> _Task description_
Answer these questions using the notebook text below:
(a) Where does the notebook text say to create a token for authenticating with the Hugging Face Hub?
(b) What total size is shown for the file "pytorch_model.bin"?
(c) What value is given for "map_location" in the call to torch.load?

*** Opening of Study text ***

The secret `HF_TOKEN` does not exist in your Colab secrets.
To authenticate with the Hugging Face Hub, create a token in your settings tab (https://huggingface.co/settings/tokens), set it as secret in your Google Colab and restart your session.
You will be able to reuse this secret in all of your notebooks.
Please note that authentication is recommended but still optional to access public models or datasets.


model.safetensors:   0%|          | 0.00/3.09G [00:00<?, ?B/s]

pytorch_model.bin:   0%|          | 0.00/3.09G [00:00<?, ?B/s]

### CPU benchmark

In [4]:
start_st = datetime.datetime.now()
weights = load_file(sf_filename, device="cpu")
load_time_st = datetime.datetime.now() - start_st
print(f"Loaded safetensors {load_time_st}")

start_pt = datetime.datetime.now()
weights = torch.load(pt_filename, map_location="cpu")
load_time_pt = datetime.datetime.now() - start_pt
print(f"Loaded pytorch {load_time_pt}")

*** Close of Study text ***
*** Opening of Excerpted data ***

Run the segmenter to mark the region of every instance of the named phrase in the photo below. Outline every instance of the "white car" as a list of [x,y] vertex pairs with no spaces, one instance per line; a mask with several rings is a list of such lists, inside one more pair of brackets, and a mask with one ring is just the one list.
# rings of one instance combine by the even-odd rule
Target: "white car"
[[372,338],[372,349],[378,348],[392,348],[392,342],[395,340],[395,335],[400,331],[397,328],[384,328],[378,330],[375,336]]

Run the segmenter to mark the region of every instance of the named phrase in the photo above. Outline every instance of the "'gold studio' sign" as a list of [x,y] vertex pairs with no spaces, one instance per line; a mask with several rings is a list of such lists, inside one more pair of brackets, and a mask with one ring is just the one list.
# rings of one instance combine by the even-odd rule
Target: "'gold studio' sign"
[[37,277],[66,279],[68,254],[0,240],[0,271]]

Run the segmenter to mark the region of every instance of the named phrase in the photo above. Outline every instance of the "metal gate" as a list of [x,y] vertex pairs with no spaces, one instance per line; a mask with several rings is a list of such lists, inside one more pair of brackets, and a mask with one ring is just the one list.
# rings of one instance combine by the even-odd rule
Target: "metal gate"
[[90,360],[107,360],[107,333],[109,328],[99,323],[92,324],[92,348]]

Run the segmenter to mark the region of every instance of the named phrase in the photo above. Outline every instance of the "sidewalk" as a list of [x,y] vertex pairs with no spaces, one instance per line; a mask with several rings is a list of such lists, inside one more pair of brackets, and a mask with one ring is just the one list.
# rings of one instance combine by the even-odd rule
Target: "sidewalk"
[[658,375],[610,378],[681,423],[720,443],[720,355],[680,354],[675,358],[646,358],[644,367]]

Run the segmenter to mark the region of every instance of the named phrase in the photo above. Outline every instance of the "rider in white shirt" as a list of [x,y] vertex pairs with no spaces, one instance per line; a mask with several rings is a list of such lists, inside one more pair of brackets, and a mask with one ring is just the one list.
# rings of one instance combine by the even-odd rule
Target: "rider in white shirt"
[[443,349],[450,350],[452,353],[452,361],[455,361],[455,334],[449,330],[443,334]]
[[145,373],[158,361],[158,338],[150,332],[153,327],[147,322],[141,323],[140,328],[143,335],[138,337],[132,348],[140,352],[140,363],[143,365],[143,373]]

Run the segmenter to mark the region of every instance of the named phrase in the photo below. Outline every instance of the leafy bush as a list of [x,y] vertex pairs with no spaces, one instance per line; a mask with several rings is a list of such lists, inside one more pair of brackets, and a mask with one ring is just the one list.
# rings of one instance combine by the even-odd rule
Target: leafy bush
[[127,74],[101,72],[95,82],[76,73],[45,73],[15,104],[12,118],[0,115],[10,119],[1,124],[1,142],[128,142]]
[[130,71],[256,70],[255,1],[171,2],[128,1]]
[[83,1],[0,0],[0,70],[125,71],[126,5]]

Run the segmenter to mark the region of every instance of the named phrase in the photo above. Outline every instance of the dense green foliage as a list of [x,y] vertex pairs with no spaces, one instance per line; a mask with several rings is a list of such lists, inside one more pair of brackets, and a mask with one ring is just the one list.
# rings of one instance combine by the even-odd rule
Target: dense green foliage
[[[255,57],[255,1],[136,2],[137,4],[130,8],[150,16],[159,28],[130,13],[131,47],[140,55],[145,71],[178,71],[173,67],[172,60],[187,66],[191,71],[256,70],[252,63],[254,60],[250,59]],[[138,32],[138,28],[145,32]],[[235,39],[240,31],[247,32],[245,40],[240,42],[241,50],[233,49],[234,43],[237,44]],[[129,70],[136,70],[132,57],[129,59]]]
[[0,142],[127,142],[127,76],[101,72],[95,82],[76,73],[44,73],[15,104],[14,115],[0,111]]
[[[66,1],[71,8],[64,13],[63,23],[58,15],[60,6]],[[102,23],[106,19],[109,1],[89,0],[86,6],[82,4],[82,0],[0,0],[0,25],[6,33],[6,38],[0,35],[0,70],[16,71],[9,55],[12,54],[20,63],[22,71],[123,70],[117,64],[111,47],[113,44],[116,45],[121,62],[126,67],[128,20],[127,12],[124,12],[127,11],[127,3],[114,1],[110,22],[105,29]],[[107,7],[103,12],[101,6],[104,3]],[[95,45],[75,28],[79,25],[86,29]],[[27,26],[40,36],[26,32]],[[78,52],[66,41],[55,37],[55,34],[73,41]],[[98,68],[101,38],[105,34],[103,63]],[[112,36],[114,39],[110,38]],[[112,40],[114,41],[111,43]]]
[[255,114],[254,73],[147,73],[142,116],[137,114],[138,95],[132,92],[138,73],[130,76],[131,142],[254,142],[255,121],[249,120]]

*** Close of Excerpted data ***

> _The answer_
(a) In the Hugging Face settings tab (https://huggingface.co/settings/tokens).
(b) 3.09G.
(c) "cpu".